> _To do_
Copy the data below, swapping every "heron" for "egret" and leaving everything else unchanged.

** start of Material provided **

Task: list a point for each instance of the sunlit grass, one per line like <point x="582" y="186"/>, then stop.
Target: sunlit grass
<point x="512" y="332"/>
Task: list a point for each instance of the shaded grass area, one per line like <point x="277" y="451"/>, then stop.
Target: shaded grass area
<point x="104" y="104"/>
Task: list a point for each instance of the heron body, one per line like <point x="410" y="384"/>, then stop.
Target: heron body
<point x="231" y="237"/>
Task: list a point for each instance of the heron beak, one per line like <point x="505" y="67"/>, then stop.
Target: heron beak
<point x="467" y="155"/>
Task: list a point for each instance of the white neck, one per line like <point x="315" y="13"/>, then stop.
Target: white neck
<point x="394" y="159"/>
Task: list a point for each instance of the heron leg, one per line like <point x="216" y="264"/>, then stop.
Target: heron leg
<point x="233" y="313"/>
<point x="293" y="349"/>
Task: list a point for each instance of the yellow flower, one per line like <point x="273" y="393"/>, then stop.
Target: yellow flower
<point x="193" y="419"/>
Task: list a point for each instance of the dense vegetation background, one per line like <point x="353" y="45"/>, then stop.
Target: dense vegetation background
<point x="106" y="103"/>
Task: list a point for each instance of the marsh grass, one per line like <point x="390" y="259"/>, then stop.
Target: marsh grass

** end of Material provided **

> _Output for this exercise_
Task: list a point for each instance of the sunlit grass, one per line like <point x="582" y="186"/>, then stop.
Target: sunlit grass
<point x="512" y="332"/>
Task: list a point for each instance of the shaded grass area, one per line like <point x="277" y="451"/>, then stop.
Target: shaded grass area
<point x="104" y="104"/>
Task: list a point for each instance of the egret body, one per line like <point x="410" y="384"/>, then stop.
Target: egret body
<point x="231" y="237"/>
Task: list a point for each instance of the egret beak, one per line like <point x="505" y="67"/>, then stop.
Target: egret beak
<point x="467" y="155"/>
Task: list a point for each instance of the white neck, one per line like <point x="315" y="13"/>, then stop.
Target: white neck
<point x="394" y="159"/>
Task: list a point for each instance of the egret leg, one per line like <point x="216" y="264"/>, then stop.
Target: egret leg
<point x="233" y="313"/>
<point x="293" y="349"/>
Task: list a point for each instance of the yellow flower, one per line like <point x="273" y="393"/>, then stop.
Target: yellow flower
<point x="193" y="419"/>
Task: list a point for each instance of the dense vegetation background, one per line like <point x="353" y="45"/>, then stop.
Target: dense vegetation background
<point x="106" y="103"/>
Task: list a point for each instance of the marsh grass, one per line like <point x="390" y="259"/>, then stop.
Target: marsh grass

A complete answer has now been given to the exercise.